• **About this exercise**: Each entry that follows should be given again word for word; please leave out its pictures.

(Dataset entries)
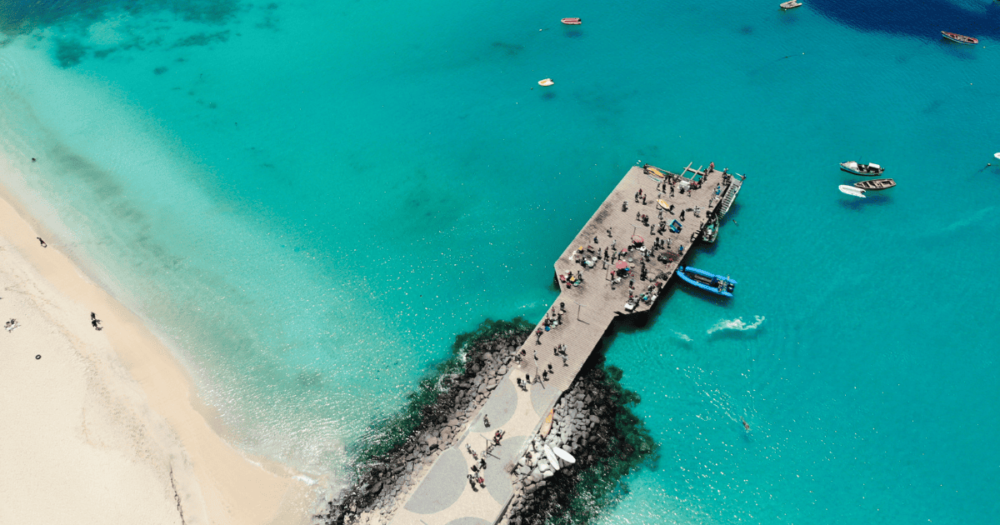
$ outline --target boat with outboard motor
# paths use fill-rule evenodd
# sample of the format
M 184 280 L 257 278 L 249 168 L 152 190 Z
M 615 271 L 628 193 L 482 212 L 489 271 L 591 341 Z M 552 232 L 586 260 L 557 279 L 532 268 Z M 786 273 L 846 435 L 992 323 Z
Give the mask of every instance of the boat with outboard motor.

• **Answer**:
$ outline --target boat with outboard motor
# paths use fill-rule evenodd
# sample of the format
M 184 280 L 257 278 L 249 168 L 152 190 Z
M 615 271 L 628 193 L 482 212 L 489 271 L 591 341 Z M 552 232 L 586 260 L 557 279 L 532 268 Z M 786 273 L 846 435 L 992 323 Z
Give the mask of every instance of the boat with outboard motor.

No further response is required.